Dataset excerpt
★ ★ ★
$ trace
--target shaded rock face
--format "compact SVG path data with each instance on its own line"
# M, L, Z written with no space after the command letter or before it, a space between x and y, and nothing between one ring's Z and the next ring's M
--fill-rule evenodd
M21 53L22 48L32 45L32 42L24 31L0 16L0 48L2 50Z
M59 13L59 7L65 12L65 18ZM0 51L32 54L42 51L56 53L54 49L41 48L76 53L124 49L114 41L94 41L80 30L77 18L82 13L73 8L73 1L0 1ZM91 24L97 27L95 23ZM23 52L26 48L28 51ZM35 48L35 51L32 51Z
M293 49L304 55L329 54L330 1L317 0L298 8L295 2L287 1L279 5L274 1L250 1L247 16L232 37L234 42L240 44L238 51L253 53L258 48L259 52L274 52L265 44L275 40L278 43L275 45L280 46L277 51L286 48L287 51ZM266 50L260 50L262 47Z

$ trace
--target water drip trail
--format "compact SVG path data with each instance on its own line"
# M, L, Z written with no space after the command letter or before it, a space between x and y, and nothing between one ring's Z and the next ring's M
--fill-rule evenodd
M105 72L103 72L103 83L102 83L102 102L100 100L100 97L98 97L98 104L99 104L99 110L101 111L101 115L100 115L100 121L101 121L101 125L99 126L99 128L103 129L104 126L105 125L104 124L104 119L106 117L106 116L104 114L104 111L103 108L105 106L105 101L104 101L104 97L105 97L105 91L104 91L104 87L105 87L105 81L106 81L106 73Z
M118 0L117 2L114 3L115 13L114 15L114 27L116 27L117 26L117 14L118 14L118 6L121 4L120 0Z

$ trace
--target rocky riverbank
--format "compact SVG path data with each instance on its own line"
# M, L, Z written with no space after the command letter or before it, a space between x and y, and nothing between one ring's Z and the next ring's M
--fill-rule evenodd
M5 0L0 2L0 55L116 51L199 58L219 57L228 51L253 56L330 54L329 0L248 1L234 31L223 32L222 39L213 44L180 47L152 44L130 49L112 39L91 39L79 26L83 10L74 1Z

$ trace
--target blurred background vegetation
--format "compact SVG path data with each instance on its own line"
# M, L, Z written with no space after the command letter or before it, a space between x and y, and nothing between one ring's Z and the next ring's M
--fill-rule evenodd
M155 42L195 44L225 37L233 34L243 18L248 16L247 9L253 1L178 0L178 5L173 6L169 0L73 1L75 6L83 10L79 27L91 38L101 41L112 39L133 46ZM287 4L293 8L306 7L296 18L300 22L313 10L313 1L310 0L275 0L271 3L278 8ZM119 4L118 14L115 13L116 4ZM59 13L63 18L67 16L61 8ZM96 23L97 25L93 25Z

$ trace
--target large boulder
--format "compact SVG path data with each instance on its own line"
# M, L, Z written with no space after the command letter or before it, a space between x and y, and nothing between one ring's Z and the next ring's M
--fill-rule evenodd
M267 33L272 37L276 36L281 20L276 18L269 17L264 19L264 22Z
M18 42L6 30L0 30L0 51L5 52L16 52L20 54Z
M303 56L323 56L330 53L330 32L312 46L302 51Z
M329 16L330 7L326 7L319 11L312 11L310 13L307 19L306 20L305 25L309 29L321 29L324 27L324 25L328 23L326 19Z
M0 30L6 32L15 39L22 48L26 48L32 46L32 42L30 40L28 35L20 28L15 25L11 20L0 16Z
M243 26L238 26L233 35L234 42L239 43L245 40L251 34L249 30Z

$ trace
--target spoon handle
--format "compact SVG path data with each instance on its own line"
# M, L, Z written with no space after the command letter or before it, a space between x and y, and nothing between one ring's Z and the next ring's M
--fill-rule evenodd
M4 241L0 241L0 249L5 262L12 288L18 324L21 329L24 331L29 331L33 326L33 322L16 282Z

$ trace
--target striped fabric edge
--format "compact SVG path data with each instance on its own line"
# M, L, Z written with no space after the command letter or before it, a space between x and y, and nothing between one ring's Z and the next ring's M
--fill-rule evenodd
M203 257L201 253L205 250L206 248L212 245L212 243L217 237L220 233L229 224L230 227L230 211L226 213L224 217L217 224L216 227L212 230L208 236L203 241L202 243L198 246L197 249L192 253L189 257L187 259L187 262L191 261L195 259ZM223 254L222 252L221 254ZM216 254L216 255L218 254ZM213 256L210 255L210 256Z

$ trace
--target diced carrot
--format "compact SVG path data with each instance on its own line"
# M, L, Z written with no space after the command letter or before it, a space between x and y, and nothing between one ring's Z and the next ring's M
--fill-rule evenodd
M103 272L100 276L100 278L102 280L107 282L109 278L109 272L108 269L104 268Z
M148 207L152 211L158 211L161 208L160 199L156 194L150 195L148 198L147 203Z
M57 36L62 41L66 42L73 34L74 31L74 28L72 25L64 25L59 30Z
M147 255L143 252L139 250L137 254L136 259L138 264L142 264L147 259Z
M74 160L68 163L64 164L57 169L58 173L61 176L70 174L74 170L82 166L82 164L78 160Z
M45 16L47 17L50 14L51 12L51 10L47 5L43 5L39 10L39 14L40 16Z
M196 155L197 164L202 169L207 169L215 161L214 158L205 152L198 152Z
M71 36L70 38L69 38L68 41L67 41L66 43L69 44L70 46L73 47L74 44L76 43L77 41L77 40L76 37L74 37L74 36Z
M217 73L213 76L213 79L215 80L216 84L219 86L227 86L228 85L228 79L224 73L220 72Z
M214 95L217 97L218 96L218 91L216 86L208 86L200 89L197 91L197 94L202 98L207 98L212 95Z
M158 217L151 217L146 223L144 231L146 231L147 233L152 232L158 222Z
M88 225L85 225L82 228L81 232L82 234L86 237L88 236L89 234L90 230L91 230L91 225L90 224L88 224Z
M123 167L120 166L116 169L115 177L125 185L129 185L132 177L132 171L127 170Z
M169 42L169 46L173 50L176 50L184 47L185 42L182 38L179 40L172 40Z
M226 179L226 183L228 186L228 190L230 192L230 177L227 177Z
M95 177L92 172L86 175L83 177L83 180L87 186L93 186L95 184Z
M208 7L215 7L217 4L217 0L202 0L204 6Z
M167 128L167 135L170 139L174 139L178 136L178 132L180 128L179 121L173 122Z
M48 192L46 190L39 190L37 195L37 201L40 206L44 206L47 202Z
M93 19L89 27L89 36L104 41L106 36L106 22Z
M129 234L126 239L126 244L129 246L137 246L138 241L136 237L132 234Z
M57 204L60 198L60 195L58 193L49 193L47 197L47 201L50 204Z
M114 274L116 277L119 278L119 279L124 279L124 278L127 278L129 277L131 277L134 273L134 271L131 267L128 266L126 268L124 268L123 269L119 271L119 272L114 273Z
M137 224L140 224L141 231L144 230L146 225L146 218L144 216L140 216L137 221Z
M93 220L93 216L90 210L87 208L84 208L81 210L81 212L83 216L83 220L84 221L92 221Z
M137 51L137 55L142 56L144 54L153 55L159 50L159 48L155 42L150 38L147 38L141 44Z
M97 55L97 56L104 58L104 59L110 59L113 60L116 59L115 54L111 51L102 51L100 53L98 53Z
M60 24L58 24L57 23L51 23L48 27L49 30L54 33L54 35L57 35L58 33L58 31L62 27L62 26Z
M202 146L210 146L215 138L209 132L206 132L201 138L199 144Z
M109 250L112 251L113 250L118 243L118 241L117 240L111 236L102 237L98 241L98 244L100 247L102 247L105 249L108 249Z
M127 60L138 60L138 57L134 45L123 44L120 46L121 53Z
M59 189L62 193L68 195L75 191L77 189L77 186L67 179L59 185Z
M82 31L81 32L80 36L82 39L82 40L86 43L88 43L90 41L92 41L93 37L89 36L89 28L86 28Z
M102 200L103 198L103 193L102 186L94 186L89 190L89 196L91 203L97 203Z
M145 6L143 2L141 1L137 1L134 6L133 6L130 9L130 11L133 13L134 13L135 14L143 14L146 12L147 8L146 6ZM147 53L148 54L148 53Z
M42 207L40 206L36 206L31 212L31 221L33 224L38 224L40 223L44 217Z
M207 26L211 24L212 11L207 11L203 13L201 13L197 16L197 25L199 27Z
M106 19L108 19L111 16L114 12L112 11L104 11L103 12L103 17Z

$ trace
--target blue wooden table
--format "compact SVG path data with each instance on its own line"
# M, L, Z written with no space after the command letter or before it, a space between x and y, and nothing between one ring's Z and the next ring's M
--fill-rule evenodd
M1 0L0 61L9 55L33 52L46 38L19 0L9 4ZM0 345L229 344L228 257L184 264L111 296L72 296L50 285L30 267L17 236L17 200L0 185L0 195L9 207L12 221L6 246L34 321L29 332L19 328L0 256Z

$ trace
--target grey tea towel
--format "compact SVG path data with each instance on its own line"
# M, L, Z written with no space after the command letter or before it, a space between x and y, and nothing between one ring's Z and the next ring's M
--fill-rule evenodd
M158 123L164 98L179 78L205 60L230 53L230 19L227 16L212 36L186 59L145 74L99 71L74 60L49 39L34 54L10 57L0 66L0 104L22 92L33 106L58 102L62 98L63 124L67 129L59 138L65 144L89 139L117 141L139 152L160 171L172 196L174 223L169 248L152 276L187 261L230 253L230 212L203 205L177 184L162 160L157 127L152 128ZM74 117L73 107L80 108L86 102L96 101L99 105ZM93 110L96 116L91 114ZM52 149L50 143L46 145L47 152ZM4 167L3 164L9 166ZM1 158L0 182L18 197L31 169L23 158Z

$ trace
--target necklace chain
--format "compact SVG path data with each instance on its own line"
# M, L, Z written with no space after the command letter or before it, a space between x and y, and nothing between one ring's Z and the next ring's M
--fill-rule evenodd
★ ★ ★
## Required task
Quote the listing from its first line up to and including the line that contains "M155 42L195 44L225".

## Solved problem
$ trace
--target shaded rock face
--format "compact SVG path data with each instance on its own line"
# M, L, Z written with no space after the command letter or before it, a space between x and y, and nothing between one ring's Z and the next ring's M
--fill-rule evenodd
M21 53L22 48L32 45L32 42L24 31L0 16L0 48L2 50Z
M59 13L59 7L65 12L65 18ZM0 51L32 54L42 51L56 53L54 49L41 48L76 53L124 49L114 41L94 41L80 30L77 18L82 13L73 8L73 1L0 1ZM91 24L97 27L95 23ZM23 52L26 48L28 51ZM35 48L35 51L32 51Z
M293 49L304 55L329 54L330 1L317 0L298 8L295 2L287 1L279 5L274 1L250 1L247 16L232 37L234 42L240 44L238 51L253 53L258 48L259 52L274 52L265 44L275 40L278 43L275 45L280 46L277 51L286 48L287 51ZM266 50L260 50L262 47Z

$ trace
--target water drip trail
--format "compact SVG path data with each instance on its own line"
# M, L, Z written with no space after the command letter or before it, a space between x and y, and nothing between one ring's Z and the next ring's M
--fill-rule evenodd
M105 72L103 72L103 83L102 83L102 102L100 100L100 97L98 97L98 104L99 104L99 110L101 111L101 115L100 115L100 121L101 121L101 125L99 126L99 128L103 129L104 126L105 125L104 124L104 119L106 117L106 116L104 114L104 111L103 108L105 106L105 101L104 101L104 97L105 97L105 91L104 91L104 87L105 87L105 81L106 81L106 73Z
M118 0L117 2L114 3L115 13L114 15L114 27L116 27L117 26L117 14L118 14L118 6L121 4L120 0Z

$ trace
--target rocky riverbank
--format "compact SVG path data with each instance on its own line"
# M, L, Z written with no space after the command letter or before it, a space between x and y, and nothing between one ring's Z and the next ring's M
--fill-rule evenodd
M5 0L0 2L0 55L116 51L199 58L219 57L228 51L253 56L330 54L329 0L248 1L234 31L223 32L222 39L213 44L180 47L152 44L130 49L112 39L91 39L79 26L83 10L74 1Z

$ trace
--target blurred background vegetation
--format "compact SVG path data with each instance on its own line"
# M, L, Z written with no space after the command letter or before it, a space between x and y, and nothing between one ring's Z and the next ring's M
--fill-rule evenodd
M155 42L195 44L225 37L233 34L243 18L248 16L247 9L253 1L178 0L178 5L173 6L169 0L73 1L75 6L83 10L79 27L91 38L101 41L112 39L133 46ZM287 4L293 8L306 7L296 18L300 22L313 10L313 1L310 0L275 0L271 3L278 8ZM119 4L118 14L115 13L116 4ZM59 13L63 18L67 16L61 8ZM96 23L97 25L93 25Z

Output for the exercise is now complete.